Passage shown:
_ _ _

Acne is a common skin condition that affects men and women of all ages. It occurs as the pores in your skin become clogged. Symptoms and severity of acne can vary, but typical signs of acne include blackheads, whiteheads and inflamed growths, which are known as pimples or zits. While the treatment of acne typically consists of oral and topical medications, proponents of saw palmetto claim that this herb can control and reduce acne symptoms. Talk with your doctor regarding to the use of saw palmetto, especially if you’re taking medications.
The primary active compounds in saw palmetto are a combination of flavonoids, plant sterols and fatty acids. The University of Maryland Medical Center states that this herb contains a high concentration of polysaccharides, which work in your body as an anti-inflammatory agent and an immune system booster. Researchers believe saw palmetto directly alters testosterone levels in your body by inhibiting the conversion of testosterone into dihydrotestosterone, or DHT.
Studies regarding the effectiveness of saw palmetto are limited, but preliminary findings suggest that this herb may help hinder the development of hormone-driven acne in both men and women. Researchers from the Southbury Clinic for Traditional Medicines and Catalina Lifesciences found that as testosterone is converted to DHT, the shift in hormones can cause enlarged prostate and baldness in men and acne in both men and women. Because this conversion process can lead to an overproduction of sebum in the oil glands, which causes pimples and inflammation, hindering the conversion may help lessen the severity of acne breakouts. Dr. Richard Fried reports in the article “Saw Palmetto as a Treatment for Acne” that while saw palmetto does show promise, its effects on treating acne can range dramatically from individual to individual.
There is no official saw palmetto dosage recommendation for the treatment of acne. The University of Maryland Medical Center suggests that consuming 160 milligrams twice a day may be effective for treating BPH and testosterone conversion. Make sure the saw palmetto supplement contains 85 to 95 percent fatty acids and plant sterols for maximum effectiveness. Talk with your doctor regarding dosage recommendations.
Saw palmetto is generally considered safe for healthy adults; however, as with any natural supplements, side effects are possible. The most common ones are mild stomach irritation and headaches. Because saw palmetto affects hormone levels, if you are taking oral contraceptives, discuss the use of this herb with your physician. The American Cancer Society warns that long-term effects of using saw palmetto have not been thoroughly studied.

_ _ _

Input data:
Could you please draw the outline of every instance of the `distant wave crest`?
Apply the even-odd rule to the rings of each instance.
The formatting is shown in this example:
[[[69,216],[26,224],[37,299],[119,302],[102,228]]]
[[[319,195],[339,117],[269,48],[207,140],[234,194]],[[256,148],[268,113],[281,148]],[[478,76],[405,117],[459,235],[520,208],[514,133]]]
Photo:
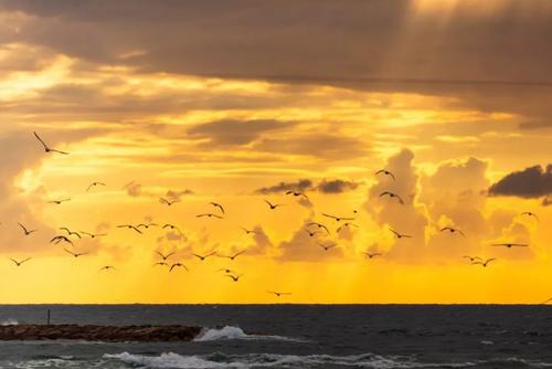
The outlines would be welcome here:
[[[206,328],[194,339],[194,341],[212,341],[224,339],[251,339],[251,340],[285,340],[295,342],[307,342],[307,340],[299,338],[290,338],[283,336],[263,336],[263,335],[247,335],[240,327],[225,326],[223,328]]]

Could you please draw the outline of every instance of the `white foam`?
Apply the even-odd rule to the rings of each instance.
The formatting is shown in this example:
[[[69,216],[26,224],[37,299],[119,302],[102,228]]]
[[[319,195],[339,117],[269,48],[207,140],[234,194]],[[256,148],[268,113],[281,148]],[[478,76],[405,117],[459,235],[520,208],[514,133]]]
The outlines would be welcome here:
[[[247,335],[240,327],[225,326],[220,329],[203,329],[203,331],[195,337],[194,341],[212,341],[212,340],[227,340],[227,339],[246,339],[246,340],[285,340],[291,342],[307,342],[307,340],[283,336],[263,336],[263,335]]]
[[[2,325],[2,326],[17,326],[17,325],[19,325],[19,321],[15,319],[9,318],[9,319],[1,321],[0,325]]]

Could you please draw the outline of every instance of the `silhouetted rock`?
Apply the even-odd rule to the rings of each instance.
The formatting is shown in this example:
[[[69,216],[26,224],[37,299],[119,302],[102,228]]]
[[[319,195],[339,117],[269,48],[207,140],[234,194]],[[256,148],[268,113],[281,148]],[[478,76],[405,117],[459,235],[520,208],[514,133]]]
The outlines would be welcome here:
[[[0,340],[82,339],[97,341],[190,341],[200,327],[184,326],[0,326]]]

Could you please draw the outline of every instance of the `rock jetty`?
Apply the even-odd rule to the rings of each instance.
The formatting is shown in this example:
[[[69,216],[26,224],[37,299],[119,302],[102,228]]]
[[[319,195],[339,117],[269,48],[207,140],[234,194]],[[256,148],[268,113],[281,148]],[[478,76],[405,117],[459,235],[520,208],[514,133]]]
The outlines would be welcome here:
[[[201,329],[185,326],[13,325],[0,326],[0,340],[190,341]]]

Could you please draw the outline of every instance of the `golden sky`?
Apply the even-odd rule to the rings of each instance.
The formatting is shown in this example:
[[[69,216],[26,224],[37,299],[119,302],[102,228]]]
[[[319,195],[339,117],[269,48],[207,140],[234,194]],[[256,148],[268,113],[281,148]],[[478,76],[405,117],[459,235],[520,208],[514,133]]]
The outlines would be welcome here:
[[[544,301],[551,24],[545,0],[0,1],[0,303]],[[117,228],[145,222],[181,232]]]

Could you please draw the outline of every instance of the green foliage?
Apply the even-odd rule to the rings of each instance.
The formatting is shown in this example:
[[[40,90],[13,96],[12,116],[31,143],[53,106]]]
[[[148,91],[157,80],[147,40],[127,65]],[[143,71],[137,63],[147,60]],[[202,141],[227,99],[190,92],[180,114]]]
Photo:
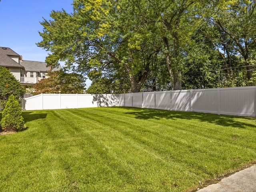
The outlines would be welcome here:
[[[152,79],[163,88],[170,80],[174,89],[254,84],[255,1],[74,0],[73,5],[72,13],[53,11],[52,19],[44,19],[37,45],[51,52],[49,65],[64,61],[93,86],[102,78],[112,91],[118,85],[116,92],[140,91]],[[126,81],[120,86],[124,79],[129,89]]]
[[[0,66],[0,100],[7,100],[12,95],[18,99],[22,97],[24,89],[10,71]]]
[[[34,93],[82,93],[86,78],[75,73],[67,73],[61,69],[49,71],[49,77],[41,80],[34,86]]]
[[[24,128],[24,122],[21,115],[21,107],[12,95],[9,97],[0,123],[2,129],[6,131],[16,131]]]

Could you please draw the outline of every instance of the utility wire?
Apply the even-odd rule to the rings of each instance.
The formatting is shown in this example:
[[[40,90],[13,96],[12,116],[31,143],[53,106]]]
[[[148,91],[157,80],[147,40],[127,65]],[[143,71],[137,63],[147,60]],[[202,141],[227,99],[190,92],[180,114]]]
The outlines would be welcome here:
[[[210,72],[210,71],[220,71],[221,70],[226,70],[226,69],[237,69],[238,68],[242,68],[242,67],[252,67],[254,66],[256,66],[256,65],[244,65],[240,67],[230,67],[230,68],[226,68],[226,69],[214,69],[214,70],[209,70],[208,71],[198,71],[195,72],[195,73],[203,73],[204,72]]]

_ _ _

Actions to take:
[1] Reproduce the portion of the saw palmetto passage starting with "Saw palmetto is" and going on through "been thoroughly studied.".
[2] List every organization named in the saw palmetto passage.
The records aren't needed for this work.

Answers for each item:
[1]
Saw palmetto is generally considered safe for healthy adults; however, as with any natural supplements, side effects are possible. The most common ones are mild stomach irritation and headaches. Because saw palmetto affects hormone levels, if you are taking oral contraceptives, discuss the use of this herb with your physician. The American Cancer Society warns that long-term effects of using saw palmetto have not been thoroughly studied.

[2]
University of Maryland Medical Center
Southbury Clinic for Traditional Medicines
Catalina Lifesciences
American Cancer Society